■ EXERCISE DETAILS ■
Begin with the line containing "For the foreground" and copy each line exactly through the last line of the entries, inclusive.

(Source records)
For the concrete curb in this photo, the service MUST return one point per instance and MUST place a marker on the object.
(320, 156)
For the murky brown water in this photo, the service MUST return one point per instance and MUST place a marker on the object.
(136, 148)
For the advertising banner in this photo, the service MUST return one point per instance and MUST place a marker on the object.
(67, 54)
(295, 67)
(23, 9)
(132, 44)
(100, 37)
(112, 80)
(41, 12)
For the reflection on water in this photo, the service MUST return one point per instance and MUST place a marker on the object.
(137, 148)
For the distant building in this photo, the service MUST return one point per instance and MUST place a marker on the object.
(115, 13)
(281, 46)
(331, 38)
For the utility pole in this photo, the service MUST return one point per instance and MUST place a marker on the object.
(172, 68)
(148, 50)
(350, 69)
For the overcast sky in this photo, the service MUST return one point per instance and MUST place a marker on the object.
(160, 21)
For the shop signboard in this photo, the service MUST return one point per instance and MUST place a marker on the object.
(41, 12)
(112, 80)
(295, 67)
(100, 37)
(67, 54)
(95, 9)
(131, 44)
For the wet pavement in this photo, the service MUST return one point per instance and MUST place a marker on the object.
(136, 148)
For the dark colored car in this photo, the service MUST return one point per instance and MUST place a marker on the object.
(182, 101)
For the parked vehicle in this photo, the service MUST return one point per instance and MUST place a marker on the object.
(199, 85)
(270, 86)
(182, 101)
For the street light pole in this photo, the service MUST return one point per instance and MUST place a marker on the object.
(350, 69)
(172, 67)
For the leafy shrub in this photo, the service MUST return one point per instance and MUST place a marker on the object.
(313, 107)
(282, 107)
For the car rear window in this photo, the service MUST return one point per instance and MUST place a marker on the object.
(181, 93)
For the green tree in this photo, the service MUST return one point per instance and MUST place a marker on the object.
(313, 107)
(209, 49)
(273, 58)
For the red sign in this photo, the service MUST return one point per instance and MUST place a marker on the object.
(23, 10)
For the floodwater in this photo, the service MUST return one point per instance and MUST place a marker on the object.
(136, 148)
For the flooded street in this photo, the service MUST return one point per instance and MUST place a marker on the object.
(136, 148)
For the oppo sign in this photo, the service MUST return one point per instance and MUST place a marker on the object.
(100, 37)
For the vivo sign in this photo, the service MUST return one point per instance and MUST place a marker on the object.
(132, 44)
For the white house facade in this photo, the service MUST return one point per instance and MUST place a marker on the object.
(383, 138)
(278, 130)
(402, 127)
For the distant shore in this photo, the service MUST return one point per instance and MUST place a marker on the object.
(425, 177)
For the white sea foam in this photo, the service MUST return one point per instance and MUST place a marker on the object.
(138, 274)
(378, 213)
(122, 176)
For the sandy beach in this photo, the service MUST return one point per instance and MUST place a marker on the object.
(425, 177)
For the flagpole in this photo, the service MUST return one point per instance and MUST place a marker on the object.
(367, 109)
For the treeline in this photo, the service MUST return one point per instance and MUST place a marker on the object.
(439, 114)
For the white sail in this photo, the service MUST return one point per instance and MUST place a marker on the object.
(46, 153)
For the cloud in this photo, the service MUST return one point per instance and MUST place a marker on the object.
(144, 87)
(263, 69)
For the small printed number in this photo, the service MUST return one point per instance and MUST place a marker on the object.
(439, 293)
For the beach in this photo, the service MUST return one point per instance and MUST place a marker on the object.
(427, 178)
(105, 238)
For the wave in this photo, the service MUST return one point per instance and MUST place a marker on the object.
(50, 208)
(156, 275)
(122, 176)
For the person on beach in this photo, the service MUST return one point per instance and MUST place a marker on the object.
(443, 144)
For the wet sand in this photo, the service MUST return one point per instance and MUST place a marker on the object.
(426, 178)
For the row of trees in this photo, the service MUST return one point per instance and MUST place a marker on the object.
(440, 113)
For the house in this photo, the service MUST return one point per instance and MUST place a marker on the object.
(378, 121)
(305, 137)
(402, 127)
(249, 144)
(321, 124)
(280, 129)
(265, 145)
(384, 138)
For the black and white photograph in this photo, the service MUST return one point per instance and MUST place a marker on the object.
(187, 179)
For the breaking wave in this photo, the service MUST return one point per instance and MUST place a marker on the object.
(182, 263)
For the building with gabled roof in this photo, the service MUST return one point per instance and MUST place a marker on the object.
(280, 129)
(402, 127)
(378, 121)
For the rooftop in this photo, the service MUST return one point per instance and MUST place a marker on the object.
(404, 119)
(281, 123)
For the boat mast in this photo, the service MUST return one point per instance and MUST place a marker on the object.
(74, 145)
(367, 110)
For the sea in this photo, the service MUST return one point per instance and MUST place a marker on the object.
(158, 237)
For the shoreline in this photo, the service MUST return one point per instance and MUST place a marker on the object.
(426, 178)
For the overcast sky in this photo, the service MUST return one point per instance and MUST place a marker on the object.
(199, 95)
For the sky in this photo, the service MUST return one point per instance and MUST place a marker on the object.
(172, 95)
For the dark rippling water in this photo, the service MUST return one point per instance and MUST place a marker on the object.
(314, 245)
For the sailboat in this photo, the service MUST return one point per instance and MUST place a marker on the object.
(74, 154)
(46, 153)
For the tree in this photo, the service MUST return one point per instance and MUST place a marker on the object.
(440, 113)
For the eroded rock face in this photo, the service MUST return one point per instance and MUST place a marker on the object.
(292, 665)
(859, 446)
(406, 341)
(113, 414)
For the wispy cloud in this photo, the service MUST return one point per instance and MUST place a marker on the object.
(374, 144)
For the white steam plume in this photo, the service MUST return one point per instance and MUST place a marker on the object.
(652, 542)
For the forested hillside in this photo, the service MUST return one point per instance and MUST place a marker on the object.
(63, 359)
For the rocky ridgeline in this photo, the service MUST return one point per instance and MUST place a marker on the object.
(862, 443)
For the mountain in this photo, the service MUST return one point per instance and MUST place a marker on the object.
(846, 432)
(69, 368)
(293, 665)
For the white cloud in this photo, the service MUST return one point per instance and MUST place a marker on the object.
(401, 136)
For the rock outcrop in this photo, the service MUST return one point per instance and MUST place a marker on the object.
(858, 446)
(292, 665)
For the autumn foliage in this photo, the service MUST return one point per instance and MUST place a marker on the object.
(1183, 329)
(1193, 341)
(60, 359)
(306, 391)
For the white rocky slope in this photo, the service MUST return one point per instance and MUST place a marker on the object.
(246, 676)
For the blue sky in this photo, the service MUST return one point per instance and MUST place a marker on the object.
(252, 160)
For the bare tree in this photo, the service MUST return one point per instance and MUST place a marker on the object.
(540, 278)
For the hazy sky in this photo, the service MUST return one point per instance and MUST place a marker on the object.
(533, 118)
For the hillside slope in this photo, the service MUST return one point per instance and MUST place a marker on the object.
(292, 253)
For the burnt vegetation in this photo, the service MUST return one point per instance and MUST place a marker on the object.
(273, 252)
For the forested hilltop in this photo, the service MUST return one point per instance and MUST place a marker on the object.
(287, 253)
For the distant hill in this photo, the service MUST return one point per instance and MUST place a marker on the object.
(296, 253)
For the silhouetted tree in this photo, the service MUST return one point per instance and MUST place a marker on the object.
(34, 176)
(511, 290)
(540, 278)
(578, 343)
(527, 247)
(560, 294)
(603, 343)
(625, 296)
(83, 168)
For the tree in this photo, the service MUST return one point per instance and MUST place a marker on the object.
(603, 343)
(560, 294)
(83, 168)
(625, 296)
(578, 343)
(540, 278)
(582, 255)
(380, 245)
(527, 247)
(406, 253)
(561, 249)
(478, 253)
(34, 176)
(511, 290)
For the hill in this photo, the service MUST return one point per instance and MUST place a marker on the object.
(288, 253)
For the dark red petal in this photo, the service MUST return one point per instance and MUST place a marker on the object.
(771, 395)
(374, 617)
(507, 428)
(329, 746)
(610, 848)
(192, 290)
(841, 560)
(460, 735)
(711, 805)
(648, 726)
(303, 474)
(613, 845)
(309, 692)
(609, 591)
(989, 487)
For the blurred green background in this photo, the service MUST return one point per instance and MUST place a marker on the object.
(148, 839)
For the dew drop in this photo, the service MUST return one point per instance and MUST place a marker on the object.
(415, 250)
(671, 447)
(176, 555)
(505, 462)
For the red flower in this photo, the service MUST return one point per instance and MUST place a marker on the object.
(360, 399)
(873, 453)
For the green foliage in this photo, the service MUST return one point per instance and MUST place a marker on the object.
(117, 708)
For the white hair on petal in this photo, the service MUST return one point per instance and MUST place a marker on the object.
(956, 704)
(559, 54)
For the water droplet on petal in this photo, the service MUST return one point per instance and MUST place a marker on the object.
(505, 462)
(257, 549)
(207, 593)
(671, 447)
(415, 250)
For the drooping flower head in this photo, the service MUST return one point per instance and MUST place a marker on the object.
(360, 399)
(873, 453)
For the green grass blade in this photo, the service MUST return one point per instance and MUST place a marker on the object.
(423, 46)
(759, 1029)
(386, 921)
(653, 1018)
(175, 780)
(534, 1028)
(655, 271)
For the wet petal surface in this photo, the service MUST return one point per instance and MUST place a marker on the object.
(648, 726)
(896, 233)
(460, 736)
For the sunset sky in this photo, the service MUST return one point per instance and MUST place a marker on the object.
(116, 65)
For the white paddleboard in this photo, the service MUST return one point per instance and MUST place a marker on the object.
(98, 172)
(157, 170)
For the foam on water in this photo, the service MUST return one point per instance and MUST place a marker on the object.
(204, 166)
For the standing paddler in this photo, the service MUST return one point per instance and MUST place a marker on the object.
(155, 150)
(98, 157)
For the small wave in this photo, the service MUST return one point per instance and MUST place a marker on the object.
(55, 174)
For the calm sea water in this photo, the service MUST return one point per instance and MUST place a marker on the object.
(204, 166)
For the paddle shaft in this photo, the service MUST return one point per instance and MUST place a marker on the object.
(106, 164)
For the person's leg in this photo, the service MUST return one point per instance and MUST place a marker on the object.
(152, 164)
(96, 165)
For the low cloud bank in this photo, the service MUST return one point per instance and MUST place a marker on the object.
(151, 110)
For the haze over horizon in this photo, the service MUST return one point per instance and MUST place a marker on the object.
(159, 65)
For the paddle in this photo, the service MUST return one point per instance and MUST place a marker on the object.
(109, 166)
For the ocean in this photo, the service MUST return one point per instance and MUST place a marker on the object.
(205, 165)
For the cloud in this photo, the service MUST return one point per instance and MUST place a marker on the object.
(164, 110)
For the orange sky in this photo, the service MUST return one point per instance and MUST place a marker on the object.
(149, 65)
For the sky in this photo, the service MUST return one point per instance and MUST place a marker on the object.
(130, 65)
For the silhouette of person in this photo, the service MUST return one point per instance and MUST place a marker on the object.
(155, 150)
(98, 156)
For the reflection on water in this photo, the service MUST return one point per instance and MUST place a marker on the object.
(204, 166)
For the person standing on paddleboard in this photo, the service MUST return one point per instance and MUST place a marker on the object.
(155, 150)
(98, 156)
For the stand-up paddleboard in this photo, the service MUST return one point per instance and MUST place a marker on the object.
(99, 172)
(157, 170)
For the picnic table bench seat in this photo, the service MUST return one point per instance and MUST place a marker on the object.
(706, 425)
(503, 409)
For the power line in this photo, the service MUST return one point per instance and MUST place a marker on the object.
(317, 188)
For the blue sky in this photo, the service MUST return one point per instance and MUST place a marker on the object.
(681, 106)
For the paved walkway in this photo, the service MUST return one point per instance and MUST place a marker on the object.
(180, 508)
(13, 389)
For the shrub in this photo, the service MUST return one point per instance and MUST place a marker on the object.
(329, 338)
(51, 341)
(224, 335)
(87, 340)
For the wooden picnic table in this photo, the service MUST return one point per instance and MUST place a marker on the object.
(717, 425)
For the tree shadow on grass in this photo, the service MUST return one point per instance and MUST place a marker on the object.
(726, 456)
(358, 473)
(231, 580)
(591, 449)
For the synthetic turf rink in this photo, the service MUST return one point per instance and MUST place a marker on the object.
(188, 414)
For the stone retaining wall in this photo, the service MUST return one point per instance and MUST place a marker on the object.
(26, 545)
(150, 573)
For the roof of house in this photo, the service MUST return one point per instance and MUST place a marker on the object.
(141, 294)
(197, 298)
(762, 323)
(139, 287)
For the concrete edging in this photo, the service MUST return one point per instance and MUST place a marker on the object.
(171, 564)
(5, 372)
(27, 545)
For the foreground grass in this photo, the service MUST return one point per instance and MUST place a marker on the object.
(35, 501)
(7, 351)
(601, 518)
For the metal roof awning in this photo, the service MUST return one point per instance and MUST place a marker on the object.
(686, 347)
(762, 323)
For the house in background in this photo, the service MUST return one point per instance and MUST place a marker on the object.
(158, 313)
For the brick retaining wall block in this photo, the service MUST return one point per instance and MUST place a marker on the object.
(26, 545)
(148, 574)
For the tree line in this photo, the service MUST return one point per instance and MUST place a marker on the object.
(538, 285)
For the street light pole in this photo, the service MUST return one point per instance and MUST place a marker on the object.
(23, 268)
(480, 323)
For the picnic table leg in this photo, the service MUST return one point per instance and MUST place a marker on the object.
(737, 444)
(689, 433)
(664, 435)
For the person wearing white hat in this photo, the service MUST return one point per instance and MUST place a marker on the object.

■ WRITTEN ANSWER ■
For the foreground grass in this photo, the service MUST return one point per instance and MUST place a marker on the object.
(35, 501)
(7, 351)
(601, 518)
For the metal roof awning in this photo, the service MUST return one point per instance and MUST place a marker on the object.
(686, 347)
(762, 323)
For the house in background in this photo, the service MUST return one point per instance and MUST place a marker on the object.
(158, 313)
For the brick retaining wall block in this photo, the service MUST return one point per instance and MUST place a marker on the object.
(26, 545)
(148, 574)
For the tree line in this photo, the service MUST return one point per instance and MUST place a marker on the object.
(538, 285)
For the street light pole in this photo, the service MUST return one point per instance and MUST place a marker on the object.
(23, 268)
(480, 323)
For the picnic table leg in this photo, the service MUST return one point per instance and MUST place a marker on the object.
(737, 444)
(689, 433)
(664, 435)
For the person wearing white hat in this photo, the service MUST return one point per instance and MUST place a marker on the object.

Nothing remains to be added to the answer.